▶ SELECTED PASSAGE

* START *

Economic Development

Dorothy Cavalier, left, and Chad Lennon debate for Suffolk County’s 6th Legislative District. Photo by Raymond Janis

Two lawyers are vying to succeed incumbent Suffolk County Legislator Sarah Anker (D-Mount Sinai) who is term limited.

Dorothy Cavalier (D-Mount Sinai), Anker’s chief of staff, is running to fill her boss’ seat against Chad Lennon (R-Rocky Point), a congressional aide to U.S. Congressman Nick LaLota (R-NY1).

In a debate at the TBR office spanning over an hour and a half, the two candidates presented their respective visions for the county’s 6th Legislative District, which covers the Town of Brookhaven’s northeastern hamlets from Mount Sinai to Wading River, extending as far south as Middle Country Road.

Introductions

Cavalier has been a practicing attorney for two-and-a-half decades, working across the legal spectrum in such areas as personal injury, criminal defense and family law, among others. She was a traffic court prosecutor before entering Anker’s office in 2019.

* END *

▶ RAW DATA
* START *

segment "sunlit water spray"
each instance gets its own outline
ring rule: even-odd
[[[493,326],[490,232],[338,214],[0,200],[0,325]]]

* END *

▶ GIVEN PROBLEM
Answer these questions from the article on the 6th Legislative District debate:
1. Which incumbent legislator is term limited?
2. Where did the debate take place?
3. What position did Cavalier hold before joining Anker's office in 2019?
The material that comes after the passage is separate from it.

▶ RIGHT ANSWER
1. Suffolk County Legislator Sarah Anker (D-Mount Sinai).
2. At the TBR office.
3. Traffic court prosecutor.